* Page text *
-=-=-=-=-
US20260126399A1US 20260126399 A1US20260126399 A1US 20260126399A1US-20260126399-A1

Abstract

The present disclosure provides a shape evaluation method of a thermally conductive adhesive, including collecting two-dimensional shape information of a measurement site of the thermally conductive adhesive distributed on a substrate, dividing the measurement site into two or more units, measuring heights of each unit to evaluate a thickness of the measurement site, and measuring shading of each unit to evaluate a discontinuity of the measurement site.

Inventors

  • Hyeon Su KIM
  • Su Min KWON
  • Jeong Been KIM

Assignees

  • SK ON CO., LTD.

Dates

Publication Date
20260507
Application Date
20251105
Priority Date
20241106

Claims (17)

  1. 1 . A shape evaluation method of a thermally conductive adhesive, comprising: collecting two-dimensional shape information of a measurement site of the thermally conductive adhesive distributed on a substrate; dividing the measurement site into two or more units; measuring heights of each unit to evaluate a thickness of the measurement site; and measuring shading of each unit to evaluate a discontinuity of the measurement site.
  2. 2 . The shape evaluation method of claim 1 , wherein the measurement site is equally divided into two or more units.
  3. 3 . The shape evaluation method of claim 1 , wherein, in the collecting of the two-dimensional shape information, length and height information of the measurement site is collected using a direction in which the adhesive is distributed and a direction perpendicular to the distribution direction as an x-axis and a y-axis, respectively.
-=-=-=-=-
* Stored items *
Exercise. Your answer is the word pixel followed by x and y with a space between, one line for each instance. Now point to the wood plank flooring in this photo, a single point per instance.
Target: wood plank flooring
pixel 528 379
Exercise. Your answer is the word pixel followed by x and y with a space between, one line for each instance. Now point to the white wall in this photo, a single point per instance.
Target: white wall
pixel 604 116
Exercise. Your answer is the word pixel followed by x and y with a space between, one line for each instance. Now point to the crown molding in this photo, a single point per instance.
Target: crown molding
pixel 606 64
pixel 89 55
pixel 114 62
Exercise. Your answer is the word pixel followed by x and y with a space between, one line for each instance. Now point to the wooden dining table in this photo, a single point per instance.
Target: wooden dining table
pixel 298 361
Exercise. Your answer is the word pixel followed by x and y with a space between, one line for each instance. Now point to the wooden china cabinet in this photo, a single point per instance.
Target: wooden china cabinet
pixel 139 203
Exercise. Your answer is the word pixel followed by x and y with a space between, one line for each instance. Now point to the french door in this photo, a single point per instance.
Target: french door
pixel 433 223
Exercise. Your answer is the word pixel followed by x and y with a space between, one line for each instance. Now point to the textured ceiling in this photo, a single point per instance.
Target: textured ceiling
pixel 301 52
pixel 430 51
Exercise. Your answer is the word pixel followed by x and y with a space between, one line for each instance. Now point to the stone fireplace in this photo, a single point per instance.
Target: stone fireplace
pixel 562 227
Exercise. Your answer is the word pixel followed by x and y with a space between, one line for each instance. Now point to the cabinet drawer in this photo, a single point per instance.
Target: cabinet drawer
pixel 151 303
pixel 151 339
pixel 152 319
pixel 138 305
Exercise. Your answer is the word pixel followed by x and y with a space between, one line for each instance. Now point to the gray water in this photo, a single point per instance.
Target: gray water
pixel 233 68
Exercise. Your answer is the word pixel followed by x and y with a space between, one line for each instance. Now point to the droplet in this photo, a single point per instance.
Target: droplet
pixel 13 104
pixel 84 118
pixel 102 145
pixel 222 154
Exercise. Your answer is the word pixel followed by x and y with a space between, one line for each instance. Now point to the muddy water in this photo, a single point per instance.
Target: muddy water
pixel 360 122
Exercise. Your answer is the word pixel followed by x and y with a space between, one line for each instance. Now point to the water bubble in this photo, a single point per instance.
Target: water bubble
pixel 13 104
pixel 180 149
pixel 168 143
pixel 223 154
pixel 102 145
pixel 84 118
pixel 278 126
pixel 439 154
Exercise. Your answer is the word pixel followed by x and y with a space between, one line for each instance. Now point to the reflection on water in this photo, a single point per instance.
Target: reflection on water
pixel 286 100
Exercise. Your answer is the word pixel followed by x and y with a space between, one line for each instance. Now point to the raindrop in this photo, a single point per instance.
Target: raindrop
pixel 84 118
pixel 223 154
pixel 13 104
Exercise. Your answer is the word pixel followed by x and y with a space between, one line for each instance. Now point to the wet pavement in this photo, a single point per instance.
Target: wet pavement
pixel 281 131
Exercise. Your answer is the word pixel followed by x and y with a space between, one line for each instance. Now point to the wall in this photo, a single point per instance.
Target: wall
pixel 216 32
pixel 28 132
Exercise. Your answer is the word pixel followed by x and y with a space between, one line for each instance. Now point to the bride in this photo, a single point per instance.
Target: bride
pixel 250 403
-=-=-=-=-
* Work item A *
Please set down the part of the patent text starting at "2. 2 . The shape" and ending at "a y-axis, respectively.".
* Work item B *
According to the patent text, what is measured in each unit to evaluate the discontinuity of the measurement site?

* Problem solution A *
2. 2 . The shape evaluation method of claim 1 , wherein the measurement site is equally divided into two or more units.
  3. 3 . The shape evaluation method of claim 1 , wherein, in the collecting of the two-dimensional shape information, length and height information of the measurement site is collected using a direction in which the adhesive is distributed and a direction perpendicular to the distribution direction as an x-axis and a y-axis, respectively.

* Problem solution B *
The shading of each unit.